▸ **Aim of the task**
Everything from the line that contains "Question. Place a dot on every instance of the leafy" through the last line of the listing must be copied exactly, with both of those lines included and no others.

▸ **Records to use**
□ □ □ □

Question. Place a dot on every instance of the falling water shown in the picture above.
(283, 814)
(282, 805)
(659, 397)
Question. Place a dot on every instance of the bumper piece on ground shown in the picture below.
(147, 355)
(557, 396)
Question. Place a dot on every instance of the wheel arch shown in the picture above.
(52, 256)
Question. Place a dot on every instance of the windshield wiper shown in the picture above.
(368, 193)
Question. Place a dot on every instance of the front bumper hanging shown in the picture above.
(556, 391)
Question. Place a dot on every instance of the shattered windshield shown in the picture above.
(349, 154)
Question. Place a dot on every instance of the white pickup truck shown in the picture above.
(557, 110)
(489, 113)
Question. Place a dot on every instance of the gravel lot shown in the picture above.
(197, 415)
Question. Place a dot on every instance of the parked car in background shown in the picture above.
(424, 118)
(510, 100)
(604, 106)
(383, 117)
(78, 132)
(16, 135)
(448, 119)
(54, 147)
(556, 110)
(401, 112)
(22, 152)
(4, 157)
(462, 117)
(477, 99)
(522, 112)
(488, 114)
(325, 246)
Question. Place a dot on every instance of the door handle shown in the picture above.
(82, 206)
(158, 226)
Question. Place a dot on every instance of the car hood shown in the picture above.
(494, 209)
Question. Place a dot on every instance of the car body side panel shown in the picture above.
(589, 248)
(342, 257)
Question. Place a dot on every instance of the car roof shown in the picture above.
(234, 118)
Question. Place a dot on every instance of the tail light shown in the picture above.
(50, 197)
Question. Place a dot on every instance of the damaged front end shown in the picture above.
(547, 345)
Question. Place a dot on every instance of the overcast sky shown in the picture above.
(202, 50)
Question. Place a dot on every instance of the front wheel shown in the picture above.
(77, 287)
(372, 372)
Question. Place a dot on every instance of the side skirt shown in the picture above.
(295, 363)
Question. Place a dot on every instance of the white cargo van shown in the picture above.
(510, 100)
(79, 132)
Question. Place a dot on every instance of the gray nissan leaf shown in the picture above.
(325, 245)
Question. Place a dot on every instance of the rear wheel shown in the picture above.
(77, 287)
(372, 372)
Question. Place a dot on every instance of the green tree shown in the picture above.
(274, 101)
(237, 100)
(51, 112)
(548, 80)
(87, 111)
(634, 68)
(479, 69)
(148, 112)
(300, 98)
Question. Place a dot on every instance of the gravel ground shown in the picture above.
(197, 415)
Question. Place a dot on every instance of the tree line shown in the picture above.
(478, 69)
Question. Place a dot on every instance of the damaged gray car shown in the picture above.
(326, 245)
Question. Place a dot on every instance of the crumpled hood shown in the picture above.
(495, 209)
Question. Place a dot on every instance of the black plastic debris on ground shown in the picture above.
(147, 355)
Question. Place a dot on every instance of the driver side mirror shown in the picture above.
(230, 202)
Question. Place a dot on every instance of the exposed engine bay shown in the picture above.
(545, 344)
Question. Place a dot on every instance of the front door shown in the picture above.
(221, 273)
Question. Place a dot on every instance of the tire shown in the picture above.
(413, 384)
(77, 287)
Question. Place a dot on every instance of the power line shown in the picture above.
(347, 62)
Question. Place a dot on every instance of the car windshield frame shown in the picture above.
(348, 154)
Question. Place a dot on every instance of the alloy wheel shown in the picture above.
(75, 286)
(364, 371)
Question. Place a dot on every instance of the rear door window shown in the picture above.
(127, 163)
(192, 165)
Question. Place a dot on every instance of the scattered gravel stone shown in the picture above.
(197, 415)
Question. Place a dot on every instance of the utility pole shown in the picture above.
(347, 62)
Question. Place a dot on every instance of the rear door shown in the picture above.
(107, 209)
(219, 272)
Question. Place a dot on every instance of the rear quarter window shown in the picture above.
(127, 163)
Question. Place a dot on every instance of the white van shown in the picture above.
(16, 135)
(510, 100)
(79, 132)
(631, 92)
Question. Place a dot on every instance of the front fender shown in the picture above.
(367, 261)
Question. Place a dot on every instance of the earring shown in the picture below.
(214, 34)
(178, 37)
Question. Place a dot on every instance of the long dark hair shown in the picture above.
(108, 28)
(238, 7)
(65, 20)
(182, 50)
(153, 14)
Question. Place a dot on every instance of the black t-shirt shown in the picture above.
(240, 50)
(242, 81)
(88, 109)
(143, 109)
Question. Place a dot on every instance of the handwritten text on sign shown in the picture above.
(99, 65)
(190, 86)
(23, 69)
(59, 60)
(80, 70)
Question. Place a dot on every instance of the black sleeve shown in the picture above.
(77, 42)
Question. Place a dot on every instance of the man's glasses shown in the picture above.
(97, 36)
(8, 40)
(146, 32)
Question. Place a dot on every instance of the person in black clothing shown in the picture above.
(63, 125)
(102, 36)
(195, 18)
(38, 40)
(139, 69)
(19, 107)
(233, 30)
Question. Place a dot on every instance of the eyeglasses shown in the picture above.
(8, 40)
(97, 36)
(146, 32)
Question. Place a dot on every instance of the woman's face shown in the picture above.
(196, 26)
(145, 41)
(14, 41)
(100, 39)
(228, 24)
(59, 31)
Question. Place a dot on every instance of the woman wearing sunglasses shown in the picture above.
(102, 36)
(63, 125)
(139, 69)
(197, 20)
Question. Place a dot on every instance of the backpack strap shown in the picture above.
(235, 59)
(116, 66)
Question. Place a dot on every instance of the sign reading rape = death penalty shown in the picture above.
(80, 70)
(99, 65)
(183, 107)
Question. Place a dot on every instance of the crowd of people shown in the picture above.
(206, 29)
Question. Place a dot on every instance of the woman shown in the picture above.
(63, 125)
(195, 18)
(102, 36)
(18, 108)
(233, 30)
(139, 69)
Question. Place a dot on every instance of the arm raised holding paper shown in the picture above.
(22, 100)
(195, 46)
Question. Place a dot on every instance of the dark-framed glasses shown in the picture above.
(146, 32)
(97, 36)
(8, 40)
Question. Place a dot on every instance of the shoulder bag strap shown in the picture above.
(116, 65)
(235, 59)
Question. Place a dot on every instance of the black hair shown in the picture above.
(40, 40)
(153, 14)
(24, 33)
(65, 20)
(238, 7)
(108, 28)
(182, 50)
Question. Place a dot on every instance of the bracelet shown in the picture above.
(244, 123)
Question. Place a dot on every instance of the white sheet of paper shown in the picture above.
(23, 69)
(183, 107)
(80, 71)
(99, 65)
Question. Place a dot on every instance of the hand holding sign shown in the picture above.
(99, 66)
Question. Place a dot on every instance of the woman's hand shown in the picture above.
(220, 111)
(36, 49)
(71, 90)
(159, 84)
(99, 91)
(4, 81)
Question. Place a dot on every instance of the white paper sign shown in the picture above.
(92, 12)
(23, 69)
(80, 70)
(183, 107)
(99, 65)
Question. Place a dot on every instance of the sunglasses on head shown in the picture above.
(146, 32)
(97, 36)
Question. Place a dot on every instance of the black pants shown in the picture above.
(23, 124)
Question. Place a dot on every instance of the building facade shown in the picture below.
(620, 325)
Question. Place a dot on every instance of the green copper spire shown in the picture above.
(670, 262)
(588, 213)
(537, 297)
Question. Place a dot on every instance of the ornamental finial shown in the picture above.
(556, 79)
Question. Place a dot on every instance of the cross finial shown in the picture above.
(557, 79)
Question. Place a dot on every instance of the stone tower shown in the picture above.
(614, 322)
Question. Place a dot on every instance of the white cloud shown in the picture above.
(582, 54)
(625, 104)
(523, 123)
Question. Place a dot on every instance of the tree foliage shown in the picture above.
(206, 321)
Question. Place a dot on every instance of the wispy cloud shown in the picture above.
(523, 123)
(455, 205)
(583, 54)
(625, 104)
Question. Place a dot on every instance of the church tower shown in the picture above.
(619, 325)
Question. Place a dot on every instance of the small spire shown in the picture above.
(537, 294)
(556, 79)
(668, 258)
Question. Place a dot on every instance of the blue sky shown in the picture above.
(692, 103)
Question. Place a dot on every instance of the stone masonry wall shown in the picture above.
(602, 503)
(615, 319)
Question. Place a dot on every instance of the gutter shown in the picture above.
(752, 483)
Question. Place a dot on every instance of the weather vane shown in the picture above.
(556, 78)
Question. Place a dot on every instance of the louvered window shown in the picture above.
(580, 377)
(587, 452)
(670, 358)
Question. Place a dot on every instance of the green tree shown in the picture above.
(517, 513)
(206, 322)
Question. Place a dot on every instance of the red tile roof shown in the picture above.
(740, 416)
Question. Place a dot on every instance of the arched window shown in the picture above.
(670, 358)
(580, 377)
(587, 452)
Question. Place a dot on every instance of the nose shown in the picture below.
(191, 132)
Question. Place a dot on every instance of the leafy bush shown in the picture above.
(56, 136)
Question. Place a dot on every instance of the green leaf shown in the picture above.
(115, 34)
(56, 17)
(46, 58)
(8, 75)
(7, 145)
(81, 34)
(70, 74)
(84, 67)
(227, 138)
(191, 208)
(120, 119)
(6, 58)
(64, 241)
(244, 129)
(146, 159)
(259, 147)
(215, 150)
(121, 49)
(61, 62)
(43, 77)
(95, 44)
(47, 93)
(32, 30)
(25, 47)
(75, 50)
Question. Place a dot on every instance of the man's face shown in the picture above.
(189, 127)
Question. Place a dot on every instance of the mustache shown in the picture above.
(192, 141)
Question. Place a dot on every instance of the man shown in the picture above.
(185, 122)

□ □ □ □

▸ **Response area**
Question. Place a dot on every instance of the leafy bush shown in the picture above.
(56, 136)
Question. Place a dot on every instance of the green leaf shown in the picture above.
(115, 34)
(56, 17)
(46, 58)
(8, 75)
(7, 145)
(81, 34)
(70, 74)
(84, 67)
(227, 138)
(191, 208)
(120, 119)
(6, 58)
(64, 241)
(244, 129)
(146, 159)
(259, 147)
(215, 150)
(121, 49)
(61, 62)
(43, 77)
(95, 44)
(47, 93)
(32, 30)
(25, 47)
(75, 50)
Question. Place a dot on every instance of the man's face shown in the picture above.
(189, 127)
Question. Place a dot on every instance of the mustache shown in the picture above.
(192, 141)
Question. Place a dot on every instance of the man shown in the picture above.
(185, 122)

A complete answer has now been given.